Collected data —

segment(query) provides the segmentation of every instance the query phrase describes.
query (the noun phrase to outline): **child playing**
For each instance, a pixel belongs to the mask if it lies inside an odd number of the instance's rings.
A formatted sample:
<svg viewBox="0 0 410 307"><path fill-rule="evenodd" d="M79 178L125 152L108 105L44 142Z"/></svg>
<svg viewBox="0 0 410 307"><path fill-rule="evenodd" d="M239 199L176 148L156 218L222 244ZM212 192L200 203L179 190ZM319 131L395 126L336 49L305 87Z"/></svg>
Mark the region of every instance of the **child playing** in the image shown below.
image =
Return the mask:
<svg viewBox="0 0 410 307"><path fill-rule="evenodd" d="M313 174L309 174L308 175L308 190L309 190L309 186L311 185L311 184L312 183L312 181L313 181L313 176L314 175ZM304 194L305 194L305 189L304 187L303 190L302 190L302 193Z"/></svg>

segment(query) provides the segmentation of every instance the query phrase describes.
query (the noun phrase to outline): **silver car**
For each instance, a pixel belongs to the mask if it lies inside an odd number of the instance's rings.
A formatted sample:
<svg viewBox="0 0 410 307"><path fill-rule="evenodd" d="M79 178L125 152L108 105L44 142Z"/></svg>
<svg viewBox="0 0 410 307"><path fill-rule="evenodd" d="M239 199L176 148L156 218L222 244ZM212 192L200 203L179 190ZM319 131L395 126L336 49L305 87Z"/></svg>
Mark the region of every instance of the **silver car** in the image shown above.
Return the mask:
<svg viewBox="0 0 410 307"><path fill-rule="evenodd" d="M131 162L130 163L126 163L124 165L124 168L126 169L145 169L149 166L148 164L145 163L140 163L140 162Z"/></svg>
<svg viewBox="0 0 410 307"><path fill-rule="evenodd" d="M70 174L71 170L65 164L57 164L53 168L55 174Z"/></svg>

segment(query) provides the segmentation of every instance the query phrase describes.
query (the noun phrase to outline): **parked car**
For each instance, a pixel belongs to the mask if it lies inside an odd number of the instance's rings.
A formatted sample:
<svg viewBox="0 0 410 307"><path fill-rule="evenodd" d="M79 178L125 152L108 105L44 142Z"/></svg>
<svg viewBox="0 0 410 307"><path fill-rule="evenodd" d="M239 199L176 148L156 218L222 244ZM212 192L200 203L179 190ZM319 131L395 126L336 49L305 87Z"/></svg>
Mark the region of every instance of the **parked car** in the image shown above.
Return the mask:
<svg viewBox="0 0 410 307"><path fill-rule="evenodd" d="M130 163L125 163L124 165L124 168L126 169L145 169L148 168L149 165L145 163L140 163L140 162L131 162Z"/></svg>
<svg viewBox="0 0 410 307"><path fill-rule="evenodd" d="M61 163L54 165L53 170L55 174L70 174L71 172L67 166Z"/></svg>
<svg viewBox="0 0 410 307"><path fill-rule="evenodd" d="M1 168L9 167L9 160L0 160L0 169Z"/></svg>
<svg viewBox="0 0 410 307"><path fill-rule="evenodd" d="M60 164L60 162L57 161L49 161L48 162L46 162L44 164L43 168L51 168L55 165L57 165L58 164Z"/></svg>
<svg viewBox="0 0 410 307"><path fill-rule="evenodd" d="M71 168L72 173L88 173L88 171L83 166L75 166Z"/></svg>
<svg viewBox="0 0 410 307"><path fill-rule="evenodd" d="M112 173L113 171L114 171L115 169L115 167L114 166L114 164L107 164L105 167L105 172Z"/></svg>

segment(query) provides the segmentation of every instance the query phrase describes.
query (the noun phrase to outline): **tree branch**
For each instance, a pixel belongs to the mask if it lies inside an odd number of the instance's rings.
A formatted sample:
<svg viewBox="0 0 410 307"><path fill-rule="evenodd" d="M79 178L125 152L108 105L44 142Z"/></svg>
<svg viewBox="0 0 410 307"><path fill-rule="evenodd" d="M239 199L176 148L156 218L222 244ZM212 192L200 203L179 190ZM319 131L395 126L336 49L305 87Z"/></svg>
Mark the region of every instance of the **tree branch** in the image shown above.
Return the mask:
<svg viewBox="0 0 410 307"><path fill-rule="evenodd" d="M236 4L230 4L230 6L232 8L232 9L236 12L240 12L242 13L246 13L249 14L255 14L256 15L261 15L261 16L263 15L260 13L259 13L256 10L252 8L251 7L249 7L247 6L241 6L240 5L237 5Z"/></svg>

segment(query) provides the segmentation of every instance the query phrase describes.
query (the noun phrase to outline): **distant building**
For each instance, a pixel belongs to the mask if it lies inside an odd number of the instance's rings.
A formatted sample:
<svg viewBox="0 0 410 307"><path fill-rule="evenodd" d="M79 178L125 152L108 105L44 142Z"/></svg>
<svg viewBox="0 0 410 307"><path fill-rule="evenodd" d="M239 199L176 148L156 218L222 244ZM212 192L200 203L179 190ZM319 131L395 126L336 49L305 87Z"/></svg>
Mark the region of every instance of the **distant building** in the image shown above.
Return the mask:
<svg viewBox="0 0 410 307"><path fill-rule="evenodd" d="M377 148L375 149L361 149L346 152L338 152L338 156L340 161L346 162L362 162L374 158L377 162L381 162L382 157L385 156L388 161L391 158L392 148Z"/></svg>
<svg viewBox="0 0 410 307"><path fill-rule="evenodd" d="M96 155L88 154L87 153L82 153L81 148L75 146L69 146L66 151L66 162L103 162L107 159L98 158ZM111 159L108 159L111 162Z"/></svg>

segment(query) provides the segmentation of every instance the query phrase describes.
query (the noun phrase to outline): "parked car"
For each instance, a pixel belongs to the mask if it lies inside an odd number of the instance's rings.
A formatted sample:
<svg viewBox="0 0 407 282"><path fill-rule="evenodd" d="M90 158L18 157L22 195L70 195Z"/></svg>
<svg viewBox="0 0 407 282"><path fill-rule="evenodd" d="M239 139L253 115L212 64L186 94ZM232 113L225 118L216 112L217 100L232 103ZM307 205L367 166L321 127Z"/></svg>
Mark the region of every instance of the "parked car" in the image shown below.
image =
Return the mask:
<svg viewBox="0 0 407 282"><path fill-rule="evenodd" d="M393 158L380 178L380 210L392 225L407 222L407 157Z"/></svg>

Short problem — Reproduce each record shown above without altering a single word.

Correct output —
segment(query) provides the segmentation of every instance the query phrase describes.
query (the noun phrase to outline): **child playing**
For each instance, a pixel belongs to the mask if it lies inside an odd number of the instance's rings.
A formatted sample:
<svg viewBox="0 0 410 307"><path fill-rule="evenodd" d="M79 178L125 152L108 105L44 142Z"/></svg>
<svg viewBox="0 0 410 307"><path fill-rule="evenodd" d="M239 199L176 148L156 218L222 244ZM212 192L200 203L179 190ZM319 131L395 126L336 49L305 87Z"/></svg>
Mark the region of every instance of the **child playing** in the image shown below.
image =
Return the mask:
<svg viewBox="0 0 410 307"><path fill-rule="evenodd" d="M313 174L309 174L308 175L308 190L309 190L309 186L311 185L311 184L312 183L312 181L313 181L313 176L314 175ZM304 194L305 194L305 189L304 187L303 190L302 190L302 193Z"/></svg>

segment(query) provides the segmentation of every instance the query phrase describes.
query (the noun phrase to outline): **silver car**
For each instance, a pixel belongs to the mask if it lies inside an odd number of the instance's rings.
A formatted sample:
<svg viewBox="0 0 410 307"><path fill-rule="evenodd" d="M79 178L125 152L108 105L44 142Z"/></svg>
<svg viewBox="0 0 410 307"><path fill-rule="evenodd" d="M239 199L176 148L156 218L222 244ZM212 192L200 203L179 190ZM319 131L395 126L336 49L305 87Z"/></svg>
Mark the region of every instance of the **silver car** in the image shown above.
Return the mask:
<svg viewBox="0 0 410 307"><path fill-rule="evenodd" d="M131 162L130 163L126 163L124 165L124 168L126 169L145 169L149 166L148 164L145 163L140 163L140 162Z"/></svg>
<svg viewBox="0 0 410 307"><path fill-rule="evenodd" d="M70 174L71 170L65 164L57 164L53 168L55 174Z"/></svg>

segment(query) provides the segmentation of every instance the query phrase describes.
query (the noun phrase to outline): **parked car**
For each instance, a pixel belongs to the mask if it lies inside an odd number of the instance's rings.
A formatted sample:
<svg viewBox="0 0 410 307"><path fill-rule="evenodd" d="M79 178L125 152L108 105L44 142Z"/></svg>
<svg viewBox="0 0 410 307"><path fill-rule="evenodd" d="M239 199L176 148L156 218L222 244ZM212 192L200 203L179 190ZM319 131L395 126L336 49L305 87Z"/></svg>
Mark the region of every instance of the **parked car** in the image shown above.
Return the mask:
<svg viewBox="0 0 410 307"><path fill-rule="evenodd" d="M130 163L125 163L124 165L124 168L126 169L145 169L148 168L149 165L145 163L140 163L140 162L131 162Z"/></svg>
<svg viewBox="0 0 410 307"><path fill-rule="evenodd" d="M61 163L54 165L53 170L55 174L70 174L71 172L67 166Z"/></svg>
<svg viewBox="0 0 410 307"><path fill-rule="evenodd" d="M1 168L9 167L9 160L0 160L0 169Z"/></svg>
<svg viewBox="0 0 410 307"><path fill-rule="evenodd" d="M60 164L60 162L57 161L49 161L48 162L46 162L44 164L43 168L51 168L55 165L57 165L58 164Z"/></svg>
<svg viewBox="0 0 410 307"><path fill-rule="evenodd" d="M71 168L72 173L88 173L88 171L83 166L75 166Z"/></svg>
<svg viewBox="0 0 410 307"><path fill-rule="evenodd" d="M112 173L113 171L114 171L115 169L115 167L114 166L114 164L107 164L105 167L105 172Z"/></svg>

segment(query) provides the segmentation of every instance the query phrase describes.
query (the noun phrase to outline): **tree branch**
For each instance, a pixel belongs to the mask if it lies inside an odd number of the instance's rings.
A formatted sample:
<svg viewBox="0 0 410 307"><path fill-rule="evenodd" d="M79 178L125 152L108 105L44 142Z"/></svg>
<svg viewBox="0 0 410 307"><path fill-rule="evenodd" d="M239 199L176 148L156 218L222 244ZM212 192L200 203L179 190ZM319 131L395 126L336 49L305 87Z"/></svg>
Mark the region of every instance of the **tree branch** in the image shown above.
Return the mask:
<svg viewBox="0 0 410 307"><path fill-rule="evenodd" d="M236 4L230 4L230 6L232 8L232 9L236 12L240 12L242 13L246 13L249 14L255 14L256 15L261 15L261 16L263 15L260 13L259 13L256 10L252 8L251 7L249 7L247 6L241 6L240 5L237 5Z"/></svg>

segment(query) provides the segmentation of every instance the query phrase describes.
query (the noun phrase to outline): **distant building**
For each instance, a pixel belongs to the mask if it lies inside an odd number of the instance's rings.
A formatted sample:
<svg viewBox="0 0 410 307"><path fill-rule="evenodd" d="M79 178L125 152L108 105L44 142Z"/></svg>
<svg viewBox="0 0 410 307"><path fill-rule="evenodd" d="M239 199L176 148L156 218L222 244ZM212 192L200 203L179 190ZM319 131L395 126L336 49L305 87Z"/></svg>
Mark the region of every instance of the **distant building** in the image shown above.
Return the mask:
<svg viewBox="0 0 410 307"><path fill-rule="evenodd" d="M377 148L375 149L361 149L346 152L338 152L338 156L340 161L346 162L362 162L374 158L377 162L381 162L382 157L385 156L388 161L391 158L392 148Z"/></svg>
<svg viewBox="0 0 410 307"><path fill-rule="evenodd" d="M96 155L88 154L87 153L82 153L81 148L75 146L69 146L66 151L66 162L103 162L107 159L98 158ZM111 159L108 159L111 162Z"/></svg>

segment(query) provides the segmentation of every instance the query phrase describes.
query (the noun phrase to outline): "parked car"
For each instance, a pixel belongs to the mask if it lies inside an odd number of the instance's rings.
A formatted sample:
<svg viewBox="0 0 407 282"><path fill-rule="evenodd" d="M90 158L18 157L22 195L70 195Z"/></svg>
<svg viewBox="0 0 407 282"><path fill-rule="evenodd" d="M239 139L253 115L212 64L186 94ZM232 113L225 118L216 112L217 100L232 103ZM307 205L367 166L321 127Z"/></svg>
Mark the region of every instance of the "parked car" in the image shown below.
image =
Return the mask:
<svg viewBox="0 0 407 282"><path fill-rule="evenodd" d="M393 158L380 178L380 210L392 225L407 222L407 157Z"/></svg>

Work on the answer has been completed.